> **Goal of the exercise**
Would you please return the lines of the entries below starting at the line that has "Target: bare tree" and ending at the line that has "Could you please spot the low-rise", both included, exactly as they are?

> **Provided entries**
□ □ □ □ □ □ □
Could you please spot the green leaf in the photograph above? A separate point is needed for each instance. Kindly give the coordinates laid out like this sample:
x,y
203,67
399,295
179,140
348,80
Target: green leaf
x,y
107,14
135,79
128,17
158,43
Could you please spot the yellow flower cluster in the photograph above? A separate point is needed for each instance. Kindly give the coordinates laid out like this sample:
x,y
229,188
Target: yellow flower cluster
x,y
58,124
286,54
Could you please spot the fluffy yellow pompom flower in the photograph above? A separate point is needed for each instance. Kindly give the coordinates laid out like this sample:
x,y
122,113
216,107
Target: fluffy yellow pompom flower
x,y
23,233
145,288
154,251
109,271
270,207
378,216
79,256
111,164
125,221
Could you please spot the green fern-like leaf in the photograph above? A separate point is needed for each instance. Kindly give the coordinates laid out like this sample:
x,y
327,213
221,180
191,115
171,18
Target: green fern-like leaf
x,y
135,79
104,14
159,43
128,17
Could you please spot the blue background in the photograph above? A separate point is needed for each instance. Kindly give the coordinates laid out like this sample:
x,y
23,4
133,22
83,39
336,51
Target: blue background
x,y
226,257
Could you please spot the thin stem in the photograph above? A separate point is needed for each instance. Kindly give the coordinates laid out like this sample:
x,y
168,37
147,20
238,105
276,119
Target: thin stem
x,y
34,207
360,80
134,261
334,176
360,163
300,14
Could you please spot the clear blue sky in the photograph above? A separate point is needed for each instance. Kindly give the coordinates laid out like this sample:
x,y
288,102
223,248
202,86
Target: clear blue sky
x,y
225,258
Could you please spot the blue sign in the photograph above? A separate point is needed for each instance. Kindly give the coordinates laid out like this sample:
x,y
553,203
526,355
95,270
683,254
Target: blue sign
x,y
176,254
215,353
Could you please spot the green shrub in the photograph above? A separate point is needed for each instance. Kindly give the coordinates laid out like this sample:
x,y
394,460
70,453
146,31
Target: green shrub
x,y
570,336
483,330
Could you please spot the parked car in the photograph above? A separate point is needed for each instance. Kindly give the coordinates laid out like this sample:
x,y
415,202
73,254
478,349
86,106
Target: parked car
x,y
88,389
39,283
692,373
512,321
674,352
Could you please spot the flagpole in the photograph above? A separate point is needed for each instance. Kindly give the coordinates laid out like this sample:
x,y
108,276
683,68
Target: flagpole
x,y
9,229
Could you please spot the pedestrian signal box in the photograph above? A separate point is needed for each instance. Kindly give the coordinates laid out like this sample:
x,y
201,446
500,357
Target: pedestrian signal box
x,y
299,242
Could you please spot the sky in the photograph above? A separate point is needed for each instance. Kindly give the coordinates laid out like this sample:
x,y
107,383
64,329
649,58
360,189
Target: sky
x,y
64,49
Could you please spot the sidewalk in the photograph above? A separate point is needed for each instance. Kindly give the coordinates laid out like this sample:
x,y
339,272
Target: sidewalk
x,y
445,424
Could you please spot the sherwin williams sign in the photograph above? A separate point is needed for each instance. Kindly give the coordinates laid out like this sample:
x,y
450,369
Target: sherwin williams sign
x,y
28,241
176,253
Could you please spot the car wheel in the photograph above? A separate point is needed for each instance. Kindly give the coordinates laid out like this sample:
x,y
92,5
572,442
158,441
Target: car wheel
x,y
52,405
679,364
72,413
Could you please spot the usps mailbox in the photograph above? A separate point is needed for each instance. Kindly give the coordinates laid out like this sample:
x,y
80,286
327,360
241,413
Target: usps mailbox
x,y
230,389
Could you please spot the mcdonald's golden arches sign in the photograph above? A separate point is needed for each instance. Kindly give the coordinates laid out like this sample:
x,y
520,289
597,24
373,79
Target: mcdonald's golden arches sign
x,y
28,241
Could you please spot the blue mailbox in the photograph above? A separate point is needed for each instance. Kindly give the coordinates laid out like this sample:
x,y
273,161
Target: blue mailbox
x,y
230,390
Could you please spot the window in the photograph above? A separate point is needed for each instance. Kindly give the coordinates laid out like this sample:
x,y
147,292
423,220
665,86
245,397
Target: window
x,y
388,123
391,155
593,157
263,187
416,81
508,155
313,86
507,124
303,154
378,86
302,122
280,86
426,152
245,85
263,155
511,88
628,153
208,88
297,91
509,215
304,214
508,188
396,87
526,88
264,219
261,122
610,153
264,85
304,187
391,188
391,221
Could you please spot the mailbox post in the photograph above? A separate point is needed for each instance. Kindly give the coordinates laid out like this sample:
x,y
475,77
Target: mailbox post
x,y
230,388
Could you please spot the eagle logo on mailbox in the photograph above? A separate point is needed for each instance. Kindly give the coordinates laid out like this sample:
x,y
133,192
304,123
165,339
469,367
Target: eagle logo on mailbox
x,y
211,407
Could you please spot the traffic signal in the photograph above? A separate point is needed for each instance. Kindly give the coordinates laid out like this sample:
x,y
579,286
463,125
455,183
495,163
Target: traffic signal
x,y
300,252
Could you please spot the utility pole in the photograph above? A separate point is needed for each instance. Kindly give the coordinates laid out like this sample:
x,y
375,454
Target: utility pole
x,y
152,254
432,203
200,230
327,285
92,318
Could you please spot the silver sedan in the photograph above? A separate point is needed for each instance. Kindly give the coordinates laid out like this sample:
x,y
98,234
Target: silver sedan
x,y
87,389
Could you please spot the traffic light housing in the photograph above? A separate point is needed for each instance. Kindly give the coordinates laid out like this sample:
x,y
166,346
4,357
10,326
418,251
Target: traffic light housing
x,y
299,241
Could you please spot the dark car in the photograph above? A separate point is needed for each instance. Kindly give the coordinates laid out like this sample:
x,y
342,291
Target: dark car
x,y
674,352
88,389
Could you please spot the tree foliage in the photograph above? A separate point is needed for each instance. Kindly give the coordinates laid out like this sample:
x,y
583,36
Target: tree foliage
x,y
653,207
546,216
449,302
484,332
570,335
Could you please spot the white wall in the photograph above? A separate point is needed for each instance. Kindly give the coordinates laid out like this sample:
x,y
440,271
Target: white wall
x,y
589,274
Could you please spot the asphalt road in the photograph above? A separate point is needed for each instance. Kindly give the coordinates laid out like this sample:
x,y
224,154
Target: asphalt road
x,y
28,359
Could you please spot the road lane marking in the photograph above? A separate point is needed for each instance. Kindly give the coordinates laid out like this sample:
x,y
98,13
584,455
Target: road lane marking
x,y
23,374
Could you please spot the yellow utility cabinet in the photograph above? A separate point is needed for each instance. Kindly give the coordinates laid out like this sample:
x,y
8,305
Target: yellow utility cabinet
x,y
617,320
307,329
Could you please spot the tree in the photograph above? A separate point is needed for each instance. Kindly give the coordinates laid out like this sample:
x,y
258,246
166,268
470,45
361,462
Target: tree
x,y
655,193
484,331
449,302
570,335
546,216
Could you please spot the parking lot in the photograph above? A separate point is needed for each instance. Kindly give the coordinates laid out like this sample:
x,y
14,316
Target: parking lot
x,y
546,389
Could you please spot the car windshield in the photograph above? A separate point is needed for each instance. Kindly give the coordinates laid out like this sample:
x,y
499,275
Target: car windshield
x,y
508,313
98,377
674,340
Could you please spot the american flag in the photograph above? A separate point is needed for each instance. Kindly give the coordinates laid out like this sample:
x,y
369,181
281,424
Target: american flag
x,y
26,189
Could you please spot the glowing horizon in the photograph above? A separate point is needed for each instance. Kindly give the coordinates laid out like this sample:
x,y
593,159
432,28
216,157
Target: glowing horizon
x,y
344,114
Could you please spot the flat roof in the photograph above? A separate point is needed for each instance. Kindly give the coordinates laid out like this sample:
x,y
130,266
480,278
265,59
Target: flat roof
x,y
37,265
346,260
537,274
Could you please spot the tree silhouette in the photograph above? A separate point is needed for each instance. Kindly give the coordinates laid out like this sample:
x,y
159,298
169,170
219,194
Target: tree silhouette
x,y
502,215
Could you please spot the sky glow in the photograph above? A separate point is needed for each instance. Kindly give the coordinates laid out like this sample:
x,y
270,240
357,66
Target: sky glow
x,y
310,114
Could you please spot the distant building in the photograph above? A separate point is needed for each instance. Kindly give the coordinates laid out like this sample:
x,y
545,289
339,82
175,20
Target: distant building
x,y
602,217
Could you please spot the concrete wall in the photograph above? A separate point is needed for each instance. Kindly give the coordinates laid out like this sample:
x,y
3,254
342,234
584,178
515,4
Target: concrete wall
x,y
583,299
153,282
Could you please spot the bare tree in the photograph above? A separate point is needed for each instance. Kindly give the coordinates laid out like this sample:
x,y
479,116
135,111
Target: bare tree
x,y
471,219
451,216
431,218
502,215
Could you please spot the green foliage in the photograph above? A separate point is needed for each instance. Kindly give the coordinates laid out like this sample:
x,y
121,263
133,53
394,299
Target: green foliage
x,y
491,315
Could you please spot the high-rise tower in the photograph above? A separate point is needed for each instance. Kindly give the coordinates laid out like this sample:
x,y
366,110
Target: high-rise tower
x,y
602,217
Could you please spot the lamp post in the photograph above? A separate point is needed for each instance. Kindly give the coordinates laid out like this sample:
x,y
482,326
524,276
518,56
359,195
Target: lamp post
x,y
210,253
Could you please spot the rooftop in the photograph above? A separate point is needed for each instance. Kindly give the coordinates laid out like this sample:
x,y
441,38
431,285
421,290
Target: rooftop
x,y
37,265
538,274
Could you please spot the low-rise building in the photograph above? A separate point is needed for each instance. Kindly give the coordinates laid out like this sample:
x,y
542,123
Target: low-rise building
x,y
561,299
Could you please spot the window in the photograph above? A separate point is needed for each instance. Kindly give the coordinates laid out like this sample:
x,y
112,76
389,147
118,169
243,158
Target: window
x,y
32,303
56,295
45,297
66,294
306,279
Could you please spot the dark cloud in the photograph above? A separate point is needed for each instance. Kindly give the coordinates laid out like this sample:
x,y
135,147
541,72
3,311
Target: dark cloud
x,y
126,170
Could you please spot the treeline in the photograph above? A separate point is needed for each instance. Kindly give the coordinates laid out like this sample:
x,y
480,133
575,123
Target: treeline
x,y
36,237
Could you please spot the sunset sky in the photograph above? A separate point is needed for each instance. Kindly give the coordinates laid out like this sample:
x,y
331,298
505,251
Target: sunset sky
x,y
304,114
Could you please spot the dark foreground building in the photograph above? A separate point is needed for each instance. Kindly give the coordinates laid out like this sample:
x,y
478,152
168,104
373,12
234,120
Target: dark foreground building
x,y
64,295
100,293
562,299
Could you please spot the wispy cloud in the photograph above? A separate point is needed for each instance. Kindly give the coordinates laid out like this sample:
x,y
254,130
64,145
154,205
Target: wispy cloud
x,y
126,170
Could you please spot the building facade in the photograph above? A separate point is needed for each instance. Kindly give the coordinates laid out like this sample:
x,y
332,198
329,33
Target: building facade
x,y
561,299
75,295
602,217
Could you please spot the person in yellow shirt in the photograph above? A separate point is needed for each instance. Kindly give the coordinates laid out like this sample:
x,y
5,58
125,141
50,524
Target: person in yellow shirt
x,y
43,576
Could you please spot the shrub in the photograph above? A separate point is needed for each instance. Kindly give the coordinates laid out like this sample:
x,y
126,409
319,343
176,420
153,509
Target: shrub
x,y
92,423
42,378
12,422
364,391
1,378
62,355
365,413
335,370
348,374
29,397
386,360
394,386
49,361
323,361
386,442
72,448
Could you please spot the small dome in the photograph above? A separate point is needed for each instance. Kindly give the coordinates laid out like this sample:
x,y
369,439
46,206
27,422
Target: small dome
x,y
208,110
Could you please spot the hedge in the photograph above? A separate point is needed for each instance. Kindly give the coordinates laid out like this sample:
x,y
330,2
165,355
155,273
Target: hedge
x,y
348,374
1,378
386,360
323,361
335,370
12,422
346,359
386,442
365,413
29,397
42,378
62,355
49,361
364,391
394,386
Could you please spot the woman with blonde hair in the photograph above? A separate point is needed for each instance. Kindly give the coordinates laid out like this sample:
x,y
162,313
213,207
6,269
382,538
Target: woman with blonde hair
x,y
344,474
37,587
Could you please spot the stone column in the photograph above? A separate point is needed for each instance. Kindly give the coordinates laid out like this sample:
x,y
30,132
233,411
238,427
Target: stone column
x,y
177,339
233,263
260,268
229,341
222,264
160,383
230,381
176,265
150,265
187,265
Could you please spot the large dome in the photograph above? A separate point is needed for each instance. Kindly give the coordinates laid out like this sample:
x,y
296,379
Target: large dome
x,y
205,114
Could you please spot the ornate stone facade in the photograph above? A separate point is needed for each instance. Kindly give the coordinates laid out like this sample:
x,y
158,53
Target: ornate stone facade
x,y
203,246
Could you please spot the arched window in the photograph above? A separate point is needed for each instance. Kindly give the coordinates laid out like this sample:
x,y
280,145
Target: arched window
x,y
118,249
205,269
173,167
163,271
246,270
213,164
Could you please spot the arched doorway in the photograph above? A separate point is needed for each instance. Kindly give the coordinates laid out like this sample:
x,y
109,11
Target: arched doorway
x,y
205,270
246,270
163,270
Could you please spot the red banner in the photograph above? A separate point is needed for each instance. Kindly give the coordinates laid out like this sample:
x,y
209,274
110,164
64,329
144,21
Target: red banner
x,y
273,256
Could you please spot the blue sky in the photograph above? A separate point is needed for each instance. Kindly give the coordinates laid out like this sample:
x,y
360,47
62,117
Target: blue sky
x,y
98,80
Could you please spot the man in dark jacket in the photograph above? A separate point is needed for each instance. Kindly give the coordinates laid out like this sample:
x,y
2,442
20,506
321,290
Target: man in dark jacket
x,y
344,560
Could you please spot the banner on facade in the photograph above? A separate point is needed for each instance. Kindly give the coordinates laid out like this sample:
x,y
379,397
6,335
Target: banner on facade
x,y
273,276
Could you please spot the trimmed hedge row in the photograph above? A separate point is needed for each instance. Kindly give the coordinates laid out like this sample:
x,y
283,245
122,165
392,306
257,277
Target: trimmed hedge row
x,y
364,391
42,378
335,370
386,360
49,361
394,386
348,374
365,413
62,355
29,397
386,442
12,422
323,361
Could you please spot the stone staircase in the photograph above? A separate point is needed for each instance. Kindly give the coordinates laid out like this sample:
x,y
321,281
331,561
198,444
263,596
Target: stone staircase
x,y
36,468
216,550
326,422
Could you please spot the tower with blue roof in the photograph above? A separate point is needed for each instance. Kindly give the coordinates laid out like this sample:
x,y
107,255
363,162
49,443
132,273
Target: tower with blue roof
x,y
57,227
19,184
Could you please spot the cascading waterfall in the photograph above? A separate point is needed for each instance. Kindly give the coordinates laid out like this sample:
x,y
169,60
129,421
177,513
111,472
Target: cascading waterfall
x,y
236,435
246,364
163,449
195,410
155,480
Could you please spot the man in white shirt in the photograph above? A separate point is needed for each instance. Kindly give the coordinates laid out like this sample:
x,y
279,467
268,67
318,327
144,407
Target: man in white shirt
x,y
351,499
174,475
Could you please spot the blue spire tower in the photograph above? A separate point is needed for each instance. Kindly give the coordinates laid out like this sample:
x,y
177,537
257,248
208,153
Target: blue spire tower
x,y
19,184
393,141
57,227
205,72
□ □ □ □ □ □ □
> **Result of the exercise**
Target: bare tree
x,y
471,219
451,216
431,218
502,215
Could you please spot the green foliage in the photograph above? A separate point is needed for each instance. Kindly give the coordinates laid out like this sample:
x,y
121,263
133,53
394,299
Target: green foliage
x,y
491,315
Could you please spot the high-rise tower in the photograph above? A separate point is needed for each instance. Kindly give the coordinates laid out like this sample:
x,y
366,110
Target: high-rise tower
x,y
602,217
Could you please spot the lamp post in the photograph above? A separate point is needed for each instance. Kindly give the coordinates laid out like this sample:
x,y
482,326
524,276
518,56
359,195
Target: lamp post
x,y
210,253
Could you please spot the rooftop in the photograph above? A separate point is needed for each instance. Kindly give the coordinates laid out like this sample:
x,y
441,38
431,285
421,290
Target: rooftop
x,y
37,265
538,274
Could you please spot the low-rise building in the photograph above? A separate point is needed for each instance. Kindly give the coordinates laid out like this sample:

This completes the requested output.